---------- AVAILABLE RECORDS

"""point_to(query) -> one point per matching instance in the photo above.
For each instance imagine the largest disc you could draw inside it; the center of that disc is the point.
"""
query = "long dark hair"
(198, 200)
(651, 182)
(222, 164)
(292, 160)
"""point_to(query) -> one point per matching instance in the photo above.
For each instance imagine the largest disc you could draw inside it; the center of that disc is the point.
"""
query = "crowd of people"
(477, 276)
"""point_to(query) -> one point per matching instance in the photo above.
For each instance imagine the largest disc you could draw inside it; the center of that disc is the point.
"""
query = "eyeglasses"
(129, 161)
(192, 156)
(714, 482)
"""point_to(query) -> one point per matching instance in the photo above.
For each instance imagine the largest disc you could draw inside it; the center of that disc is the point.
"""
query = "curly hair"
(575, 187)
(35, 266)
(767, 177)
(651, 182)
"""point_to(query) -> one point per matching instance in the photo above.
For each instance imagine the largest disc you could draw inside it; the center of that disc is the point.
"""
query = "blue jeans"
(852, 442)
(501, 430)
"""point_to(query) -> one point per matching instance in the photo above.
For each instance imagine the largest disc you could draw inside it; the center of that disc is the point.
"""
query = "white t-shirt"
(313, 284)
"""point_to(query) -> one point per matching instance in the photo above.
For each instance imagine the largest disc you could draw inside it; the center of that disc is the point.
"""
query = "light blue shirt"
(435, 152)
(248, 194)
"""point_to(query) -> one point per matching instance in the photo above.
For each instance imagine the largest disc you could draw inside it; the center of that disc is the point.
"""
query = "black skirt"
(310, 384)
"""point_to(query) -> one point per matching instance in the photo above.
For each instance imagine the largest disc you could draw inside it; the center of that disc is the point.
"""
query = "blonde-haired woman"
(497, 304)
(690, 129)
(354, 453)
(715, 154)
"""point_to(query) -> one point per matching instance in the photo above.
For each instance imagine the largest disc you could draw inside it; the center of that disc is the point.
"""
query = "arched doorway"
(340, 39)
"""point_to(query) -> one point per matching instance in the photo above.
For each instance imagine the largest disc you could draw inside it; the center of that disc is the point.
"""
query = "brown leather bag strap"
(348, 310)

--------------------
---------- AVAILABLE RECORDS

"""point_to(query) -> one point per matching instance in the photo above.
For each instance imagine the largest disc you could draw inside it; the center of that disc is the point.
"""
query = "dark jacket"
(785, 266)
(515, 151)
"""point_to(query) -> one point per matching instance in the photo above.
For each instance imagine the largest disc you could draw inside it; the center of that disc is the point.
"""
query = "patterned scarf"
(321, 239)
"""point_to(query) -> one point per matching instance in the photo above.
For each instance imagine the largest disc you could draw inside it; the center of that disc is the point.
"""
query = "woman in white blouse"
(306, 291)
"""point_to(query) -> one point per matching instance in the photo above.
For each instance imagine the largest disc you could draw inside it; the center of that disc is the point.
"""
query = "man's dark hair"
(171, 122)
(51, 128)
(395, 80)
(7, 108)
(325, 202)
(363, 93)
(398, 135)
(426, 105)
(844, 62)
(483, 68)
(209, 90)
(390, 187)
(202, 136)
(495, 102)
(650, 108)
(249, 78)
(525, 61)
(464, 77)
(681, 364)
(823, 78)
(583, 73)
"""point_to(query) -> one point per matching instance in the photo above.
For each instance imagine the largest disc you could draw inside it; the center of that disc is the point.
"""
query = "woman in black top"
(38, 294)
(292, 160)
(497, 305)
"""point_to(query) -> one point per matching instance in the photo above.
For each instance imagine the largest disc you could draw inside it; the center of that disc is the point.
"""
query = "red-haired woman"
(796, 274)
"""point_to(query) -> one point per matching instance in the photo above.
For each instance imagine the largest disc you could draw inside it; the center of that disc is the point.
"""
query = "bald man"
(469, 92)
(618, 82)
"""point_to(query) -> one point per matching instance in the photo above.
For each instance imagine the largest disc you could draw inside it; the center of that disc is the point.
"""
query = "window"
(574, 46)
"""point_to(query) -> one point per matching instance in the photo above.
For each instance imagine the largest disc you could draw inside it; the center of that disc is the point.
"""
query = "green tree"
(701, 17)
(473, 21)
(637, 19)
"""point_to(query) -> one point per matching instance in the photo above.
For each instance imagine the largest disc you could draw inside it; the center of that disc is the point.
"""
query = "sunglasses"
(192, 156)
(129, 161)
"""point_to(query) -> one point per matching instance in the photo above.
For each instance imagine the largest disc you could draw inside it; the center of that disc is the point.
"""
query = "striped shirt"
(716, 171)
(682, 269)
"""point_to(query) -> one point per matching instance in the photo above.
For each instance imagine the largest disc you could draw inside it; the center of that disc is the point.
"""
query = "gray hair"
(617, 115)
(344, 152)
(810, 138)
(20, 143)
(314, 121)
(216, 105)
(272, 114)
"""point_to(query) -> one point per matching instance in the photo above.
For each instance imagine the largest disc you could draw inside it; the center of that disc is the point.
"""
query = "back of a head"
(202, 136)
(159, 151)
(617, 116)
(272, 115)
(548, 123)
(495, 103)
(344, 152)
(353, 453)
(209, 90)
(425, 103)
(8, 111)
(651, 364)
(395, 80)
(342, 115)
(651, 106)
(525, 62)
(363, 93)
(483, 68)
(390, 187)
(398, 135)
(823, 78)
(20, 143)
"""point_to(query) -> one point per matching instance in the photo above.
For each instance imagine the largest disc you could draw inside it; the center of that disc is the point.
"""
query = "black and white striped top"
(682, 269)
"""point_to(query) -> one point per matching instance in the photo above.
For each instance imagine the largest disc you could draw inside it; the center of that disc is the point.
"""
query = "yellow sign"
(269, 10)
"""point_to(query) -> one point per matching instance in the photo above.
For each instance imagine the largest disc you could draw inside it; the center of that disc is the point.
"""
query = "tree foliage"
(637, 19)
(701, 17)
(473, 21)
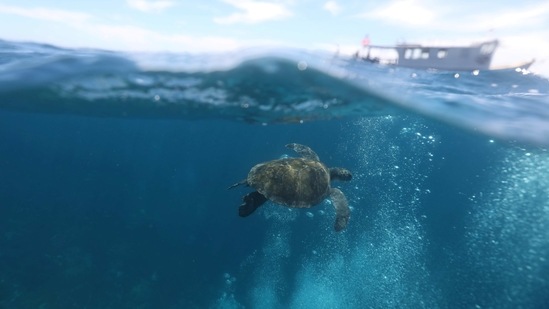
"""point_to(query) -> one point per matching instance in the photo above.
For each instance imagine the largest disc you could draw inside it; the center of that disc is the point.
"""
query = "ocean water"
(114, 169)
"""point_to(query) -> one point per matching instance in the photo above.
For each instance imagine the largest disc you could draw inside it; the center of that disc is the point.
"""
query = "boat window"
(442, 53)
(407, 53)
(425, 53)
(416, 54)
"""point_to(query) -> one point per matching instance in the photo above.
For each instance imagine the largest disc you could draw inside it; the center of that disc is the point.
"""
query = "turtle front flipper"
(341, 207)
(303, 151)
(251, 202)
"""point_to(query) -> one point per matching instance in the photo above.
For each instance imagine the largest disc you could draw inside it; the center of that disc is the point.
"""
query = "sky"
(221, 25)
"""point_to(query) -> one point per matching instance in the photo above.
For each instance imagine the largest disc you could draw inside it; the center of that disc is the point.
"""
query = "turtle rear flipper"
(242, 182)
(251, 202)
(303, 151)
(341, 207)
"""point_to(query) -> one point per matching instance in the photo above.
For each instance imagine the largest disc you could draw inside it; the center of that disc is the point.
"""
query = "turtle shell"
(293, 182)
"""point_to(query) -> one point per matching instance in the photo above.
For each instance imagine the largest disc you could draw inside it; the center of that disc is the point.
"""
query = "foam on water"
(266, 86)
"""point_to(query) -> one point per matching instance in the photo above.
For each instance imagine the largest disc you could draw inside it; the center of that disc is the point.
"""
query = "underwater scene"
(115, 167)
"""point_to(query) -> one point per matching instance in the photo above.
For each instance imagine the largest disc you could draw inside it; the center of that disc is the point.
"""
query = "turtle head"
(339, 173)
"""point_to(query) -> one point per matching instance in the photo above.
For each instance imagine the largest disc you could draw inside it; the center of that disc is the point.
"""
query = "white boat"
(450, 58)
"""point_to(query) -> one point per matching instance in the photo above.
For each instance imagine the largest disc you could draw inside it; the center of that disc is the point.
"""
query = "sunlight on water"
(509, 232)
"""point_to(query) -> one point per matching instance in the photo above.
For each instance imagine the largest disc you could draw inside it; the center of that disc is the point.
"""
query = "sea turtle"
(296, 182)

--------------------
---------- AVAILABLE RECORDS

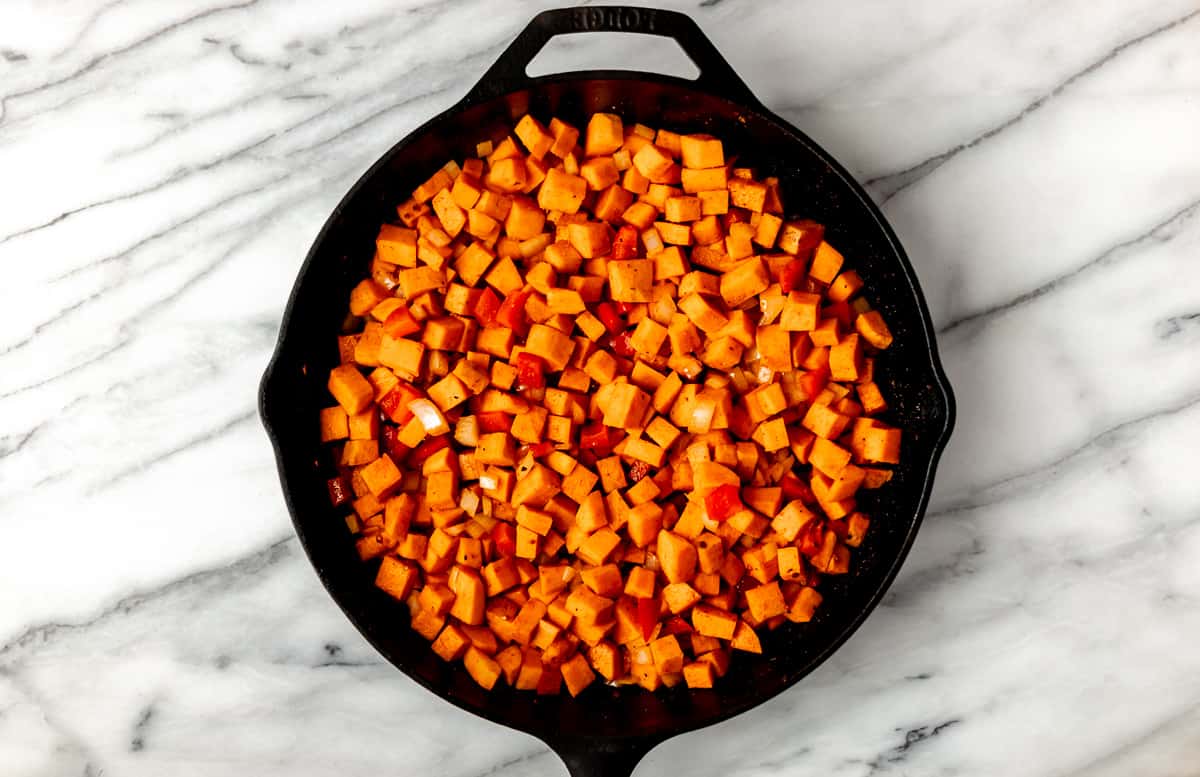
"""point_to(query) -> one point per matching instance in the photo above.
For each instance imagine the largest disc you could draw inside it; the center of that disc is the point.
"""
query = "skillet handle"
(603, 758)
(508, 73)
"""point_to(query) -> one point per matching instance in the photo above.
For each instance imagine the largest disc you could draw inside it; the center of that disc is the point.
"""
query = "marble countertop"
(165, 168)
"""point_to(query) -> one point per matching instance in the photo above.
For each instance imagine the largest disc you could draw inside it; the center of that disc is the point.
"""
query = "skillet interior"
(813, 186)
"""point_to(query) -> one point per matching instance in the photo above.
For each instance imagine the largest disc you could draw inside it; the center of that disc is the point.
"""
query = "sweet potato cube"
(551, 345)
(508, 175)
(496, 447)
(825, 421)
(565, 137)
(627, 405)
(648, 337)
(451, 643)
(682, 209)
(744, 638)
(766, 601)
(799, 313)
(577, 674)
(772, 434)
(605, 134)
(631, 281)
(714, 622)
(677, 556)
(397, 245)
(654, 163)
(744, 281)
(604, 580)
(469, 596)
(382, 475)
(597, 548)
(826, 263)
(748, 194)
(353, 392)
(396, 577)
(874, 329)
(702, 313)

--------------------

WHAT NEEDS TO BE DONE:
Count how many lines of the records above contain the string "black" with matching case, and reply with that number alone.

RESULT OF THIS EXERCISE:
3